━━━━━ Data shown

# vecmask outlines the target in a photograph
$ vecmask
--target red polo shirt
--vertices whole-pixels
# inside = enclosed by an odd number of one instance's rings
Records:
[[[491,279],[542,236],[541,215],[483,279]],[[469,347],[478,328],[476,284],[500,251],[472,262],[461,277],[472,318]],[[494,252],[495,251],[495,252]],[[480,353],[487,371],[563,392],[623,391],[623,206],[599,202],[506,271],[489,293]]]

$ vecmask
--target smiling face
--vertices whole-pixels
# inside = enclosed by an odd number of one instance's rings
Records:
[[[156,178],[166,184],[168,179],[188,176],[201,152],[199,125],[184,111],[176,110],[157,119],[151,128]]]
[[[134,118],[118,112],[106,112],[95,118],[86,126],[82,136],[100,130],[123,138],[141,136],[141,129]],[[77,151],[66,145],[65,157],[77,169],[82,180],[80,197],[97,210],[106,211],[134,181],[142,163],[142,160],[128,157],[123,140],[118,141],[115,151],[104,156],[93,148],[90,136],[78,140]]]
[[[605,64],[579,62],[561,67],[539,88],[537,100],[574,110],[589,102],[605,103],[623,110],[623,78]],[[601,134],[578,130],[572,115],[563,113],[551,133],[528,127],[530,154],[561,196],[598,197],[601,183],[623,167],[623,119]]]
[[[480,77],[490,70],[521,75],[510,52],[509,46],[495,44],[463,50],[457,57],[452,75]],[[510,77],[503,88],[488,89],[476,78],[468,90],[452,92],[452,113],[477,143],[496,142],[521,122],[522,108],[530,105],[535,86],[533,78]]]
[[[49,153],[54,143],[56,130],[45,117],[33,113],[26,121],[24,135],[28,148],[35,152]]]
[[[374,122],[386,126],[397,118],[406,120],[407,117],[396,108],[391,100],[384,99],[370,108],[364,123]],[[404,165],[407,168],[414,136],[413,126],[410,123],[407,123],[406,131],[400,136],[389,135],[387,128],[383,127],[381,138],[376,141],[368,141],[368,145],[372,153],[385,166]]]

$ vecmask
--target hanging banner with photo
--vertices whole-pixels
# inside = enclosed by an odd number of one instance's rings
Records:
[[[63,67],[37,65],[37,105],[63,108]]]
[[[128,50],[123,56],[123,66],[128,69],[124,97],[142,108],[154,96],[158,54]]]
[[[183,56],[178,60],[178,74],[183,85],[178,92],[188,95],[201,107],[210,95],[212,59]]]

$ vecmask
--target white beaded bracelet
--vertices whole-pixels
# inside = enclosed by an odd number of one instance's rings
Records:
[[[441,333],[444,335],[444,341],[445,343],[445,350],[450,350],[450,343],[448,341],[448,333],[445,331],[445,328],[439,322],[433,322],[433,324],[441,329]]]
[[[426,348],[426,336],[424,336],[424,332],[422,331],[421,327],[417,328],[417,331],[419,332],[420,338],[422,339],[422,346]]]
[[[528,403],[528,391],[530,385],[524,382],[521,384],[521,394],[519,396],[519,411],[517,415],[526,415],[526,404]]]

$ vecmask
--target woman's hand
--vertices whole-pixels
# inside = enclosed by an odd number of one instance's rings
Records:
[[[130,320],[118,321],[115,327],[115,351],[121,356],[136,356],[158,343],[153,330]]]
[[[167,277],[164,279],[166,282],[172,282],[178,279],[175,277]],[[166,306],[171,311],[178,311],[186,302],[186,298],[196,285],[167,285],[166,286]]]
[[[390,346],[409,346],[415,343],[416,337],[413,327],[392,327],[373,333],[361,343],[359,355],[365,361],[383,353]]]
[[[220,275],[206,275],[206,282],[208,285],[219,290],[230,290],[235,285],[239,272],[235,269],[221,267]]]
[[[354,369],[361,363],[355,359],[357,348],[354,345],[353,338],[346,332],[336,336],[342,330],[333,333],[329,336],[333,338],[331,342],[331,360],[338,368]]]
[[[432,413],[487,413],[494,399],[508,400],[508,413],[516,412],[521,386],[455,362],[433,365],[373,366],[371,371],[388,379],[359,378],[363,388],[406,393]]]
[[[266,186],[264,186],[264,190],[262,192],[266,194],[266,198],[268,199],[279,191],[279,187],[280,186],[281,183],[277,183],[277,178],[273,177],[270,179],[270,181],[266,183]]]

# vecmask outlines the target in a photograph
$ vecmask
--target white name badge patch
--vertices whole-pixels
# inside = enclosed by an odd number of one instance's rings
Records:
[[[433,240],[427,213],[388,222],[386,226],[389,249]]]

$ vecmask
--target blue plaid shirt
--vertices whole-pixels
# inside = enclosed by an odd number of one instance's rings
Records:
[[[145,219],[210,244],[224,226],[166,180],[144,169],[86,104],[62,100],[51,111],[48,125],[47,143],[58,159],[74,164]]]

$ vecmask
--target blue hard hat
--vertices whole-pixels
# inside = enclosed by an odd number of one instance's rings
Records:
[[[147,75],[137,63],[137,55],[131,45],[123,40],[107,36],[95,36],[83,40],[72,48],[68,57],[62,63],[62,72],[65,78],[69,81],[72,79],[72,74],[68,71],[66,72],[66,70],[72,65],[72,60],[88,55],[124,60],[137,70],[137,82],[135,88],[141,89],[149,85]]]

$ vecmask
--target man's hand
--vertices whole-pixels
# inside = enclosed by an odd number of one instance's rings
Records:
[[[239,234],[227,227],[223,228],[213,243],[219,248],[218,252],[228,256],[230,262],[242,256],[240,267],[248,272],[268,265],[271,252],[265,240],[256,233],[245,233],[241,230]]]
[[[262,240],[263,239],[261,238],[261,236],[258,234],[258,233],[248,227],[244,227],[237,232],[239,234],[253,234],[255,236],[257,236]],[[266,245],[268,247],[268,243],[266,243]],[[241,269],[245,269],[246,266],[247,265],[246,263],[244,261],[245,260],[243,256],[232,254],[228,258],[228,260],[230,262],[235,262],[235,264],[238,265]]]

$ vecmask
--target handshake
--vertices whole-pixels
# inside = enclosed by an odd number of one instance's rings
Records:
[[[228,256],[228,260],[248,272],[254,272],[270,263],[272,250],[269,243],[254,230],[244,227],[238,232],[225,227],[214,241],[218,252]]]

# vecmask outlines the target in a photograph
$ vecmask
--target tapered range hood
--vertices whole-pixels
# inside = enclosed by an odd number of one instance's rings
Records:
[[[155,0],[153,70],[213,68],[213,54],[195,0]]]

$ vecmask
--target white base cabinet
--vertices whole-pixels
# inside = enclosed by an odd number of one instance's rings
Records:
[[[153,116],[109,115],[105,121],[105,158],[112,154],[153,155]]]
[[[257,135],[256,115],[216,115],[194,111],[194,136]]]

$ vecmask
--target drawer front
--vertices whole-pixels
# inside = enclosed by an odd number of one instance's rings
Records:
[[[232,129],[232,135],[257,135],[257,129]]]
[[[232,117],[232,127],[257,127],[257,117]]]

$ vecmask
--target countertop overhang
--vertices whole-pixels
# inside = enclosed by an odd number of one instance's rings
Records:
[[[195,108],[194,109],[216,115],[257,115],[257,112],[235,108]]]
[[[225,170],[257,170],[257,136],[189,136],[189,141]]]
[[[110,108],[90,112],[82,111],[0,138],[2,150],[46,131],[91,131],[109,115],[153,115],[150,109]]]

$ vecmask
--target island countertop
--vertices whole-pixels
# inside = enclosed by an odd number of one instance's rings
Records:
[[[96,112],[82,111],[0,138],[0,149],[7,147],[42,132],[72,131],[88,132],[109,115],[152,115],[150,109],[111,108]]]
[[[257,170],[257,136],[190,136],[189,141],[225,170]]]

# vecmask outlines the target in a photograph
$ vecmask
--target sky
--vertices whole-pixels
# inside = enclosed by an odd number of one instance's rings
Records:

━━━━━━━━━━

**Exercise goal**
Print the records above exactly as they appear.

**Exercise output**
# vecmask outlines the target in a photograph
$ vecmask
--target red polo shirt
--vertices whole-pixels
# inside = enclosed by an odd number of one instance's rings
Records:
[[[491,279],[542,236],[541,215],[483,279]],[[469,347],[478,328],[476,284],[500,251],[472,262],[461,277],[472,318]],[[494,252],[495,251],[495,252]],[[480,353],[487,371],[563,392],[623,391],[623,206],[599,202],[506,271],[489,293]]]

$ vecmask
--target smiling face
--vertices whole-pixels
# inside = enclosed by an odd number of one instance's rings
Records:
[[[156,178],[166,184],[168,179],[188,176],[201,152],[199,125],[184,111],[176,110],[157,119],[151,128]]]
[[[134,118],[118,112],[106,112],[95,118],[86,126],[82,136],[100,130],[123,138],[141,136],[141,129]],[[77,151],[66,145],[65,157],[77,169],[82,180],[80,197],[97,210],[106,211],[134,181],[142,163],[142,160],[128,157],[123,140],[118,141],[115,151],[104,156],[93,148],[90,136],[78,140]]]
[[[605,64],[579,62],[561,67],[539,88],[537,100],[574,110],[589,102],[605,103],[623,110],[623,78]],[[601,134],[578,130],[572,115],[563,113],[551,133],[528,127],[530,154],[561,196],[598,197],[601,183],[623,167],[623,119]]]
[[[480,77],[490,70],[521,75],[510,52],[509,46],[495,44],[463,50],[457,57],[452,75]],[[510,77],[503,88],[488,89],[476,78],[468,90],[452,92],[452,113],[477,143],[496,142],[521,122],[522,108],[530,105],[535,86],[533,78]]]
[[[49,153],[54,143],[56,130],[45,117],[33,113],[26,121],[24,135],[28,148],[35,152]]]
[[[374,122],[386,126],[397,118],[406,120],[407,117],[396,108],[391,100],[384,99],[370,108],[364,123]],[[404,165],[407,168],[414,136],[413,126],[410,123],[407,123],[406,131],[400,136],[389,135],[387,128],[383,127],[381,138],[376,141],[368,141],[368,145],[372,153],[385,166]]]

$ vecmask
--target hanging banner with photo
--vertices whole-pixels
# inside = enclosed by an odd number of one instance's rings
Records:
[[[63,67],[37,65],[37,105],[63,108]]]
[[[128,50],[123,56],[123,66],[128,69],[124,97],[142,108],[154,96],[158,54]]]
[[[183,56],[178,60],[178,74],[183,85],[178,92],[188,95],[201,107],[210,95],[212,59]]]

$ vecmask
--target white beaded bracelet
--vertices whole-pixels
# inside = enclosed by an odd number of one instance's rings
Records:
[[[441,333],[444,335],[444,341],[445,343],[445,350],[450,350],[450,343],[448,341],[448,333],[445,331],[445,328],[439,322],[433,322],[433,324],[441,329]]]
[[[426,348],[426,336],[424,336],[424,332],[422,331],[421,327],[417,328],[417,331],[419,332],[420,338],[422,339],[422,346]]]
[[[528,403],[528,391],[530,385],[524,382],[521,384],[521,394],[519,396],[519,411],[517,415],[526,415],[526,404]]]

$ vecmask
--target woman's hand
--vertices whole-pixels
# inside = enclosed by an odd number of one instance's rings
Records:
[[[130,320],[118,321],[115,327],[115,351],[121,356],[136,356],[158,343],[153,330]]]
[[[167,277],[164,279],[166,282],[172,282],[178,279],[175,277]],[[166,306],[171,311],[178,311],[186,302],[186,298],[196,285],[167,285],[166,286]]]
[[[390,346],[409,346],[415,343],[416,337],[413,327],[392,327],[373,333],[361,343],[359,355],[365,361],[383,353]]]
[[[220,275],[206,275],[206,282],[208,285],[219,290],[230,290],[235,285],[239,272],[235,269],[221,267]]]
[[[354,369],[361,363],[355,359],[357,348],[354,345],[353,338],[346,332],[336,336],[342,330],[333,333],[329,336],[333,338],[331,342],[331,360],[338,368]]]
[[[432,413],[487,413],[494,399],[508,400],[508,413],[516,412],[521,386],[455,362],[433,365],[373,366],[371,371],[388,379],[359,378],[363,388],[406,393]]]
[[[266,186],[264,186],[264,190],[262,192],[266,194],[266,198],[268,199],[279,191],[279,187],[280,186],[281,183],[277,183],[277,178],[273,177],[270,179],[270,181],[266,183]]]

# vecmask outlines the target in a photograph
$ vecmask
--target white name badge patch
--vertices whole-pixels
# inside = enclosed by an odd number of one instance's rings
Records:
[[[433,240],[427,213],[388,222],[386,226],[389,249]]]

$ vecmask
--target blue plaid shirt
--vertices whole-pixels
# inside = enclosed by an odd number of one instance's rings
Records:
[[[145,219],[210,244],[224,226],[166,180],[144,169],[86,104],[62,100],[51,111],[48,125],[47,143],[58,159],[74,164]]]

$ vecmask
--target blue hard hat
--vertices whole-pixels
# inside = enclosed by an odd number of one instance's rings
Records:
[[[147,75],[137,63],[137,55],[131,45],[123,40],[107,36],[95,36],[83,40],[72,48],[68,57],[62,63],[62,72],[65,78],[69,81],[72,79],[72,74],[68,71],[66,72],[66,70],[72,65],[72,60],[88,55],[124,60],[137,70],[137,82],[135,88],[141,89],[149,85]]]

$ vecmask
--target man's hand
--vertices whole-pixels
# inside = enclosed by an odd number of one instance's rings
Records:
[[[239,234],[227,227],[223,228],[213,243],[219,248],[218,252],[228,256],[230,262],[242,256],[240,267],[248,272],[268,265],[271,252],[265,240],[256,233],[245,233],[241,230]]]
[[[262,240],[263,239],[261,238],[261,236],[258,234],[258,233],[248,227],[244,227],[237,232],[239,234],[253,234],[255,236],[257,236]],[[266,245],[268,247],[268,243],[266,243]],[[241,269],[245,269],[246,266],[247,265],[246,263],[244,261],[245,260],[243,256],[232,254],[228,258],[228,260],[230,262],[235,262],[235,264],[238,265]]]

$ vecmask
--target handshake
--vertices whole-pixels
# inside = enclosed by an odd number of one instance's rings
Records:
[[[228,256],[228,260],[248,272],[254,272],[270,263],[272,250],[269,243],[254,230],[244,227],[238,232],[225,227],[214,241],[218,252]]]

# vecmask outlines the target in a photograph
$ vecmask
--target tapered range hood
--vertices whole-pixels
# inside = enclosed by an odd number of one instance's rings
Records:
[[[155,0],[153,70],[213,68],[213,54],[195,0]]]

$ vecmask
--target white base cabinet
--vertices whole-pixels
# inside = enclosed by an odd number of one instance's rings
Records:
[[[153,116],[109,115],[105,121],[105,158],[112,154],[153,155]]]
[[[257,135],[256,115],[216,115],[194,111],[194,136]]]

$ vecmask
--target drawer front
--vertices whole-pixels
# inside = enclosed by an odd number of one instance's rings
Records:
[[[232,129],[232,135],[257,135],[257,129]]]
[[[232,117],[232,127],[257,127],[257,117]]]

$ vecmask
--target countertop overhang
--vertices whole-pixels
# inside = enclosed by an odd number of one instance's rings
Records:
[[[195,108],[194,109],[216,115],[257,115],[257,112],[235,108]]]
[[[225,170],[257,170],[257,136],[189,136],[189,141]]]
[[[110,108],[90,112],[82,111],[0,138],[2,150],[46,131],[91,131],[109,115],[153,115],[150,109]]]

$ vecmask
--target island countertop
--vertices whole-pixels
# inside = enclosed by an odd number of one instance's rings
Records:
[[[96,112],[82,111],[0,138],[0,149],[7,147],[42,132],[72,131],[88,132],[109,115],[152,115],[150,109],[111,108]]]
[[[257,170],[257,136],[190,136],[189,141],[225,170]]]

# vecmask outlines the target in a photograph
$ vecmask
--target sky
--vertices whole-pixels
# inside = enclosed by an odd number of one instance's rings
Records:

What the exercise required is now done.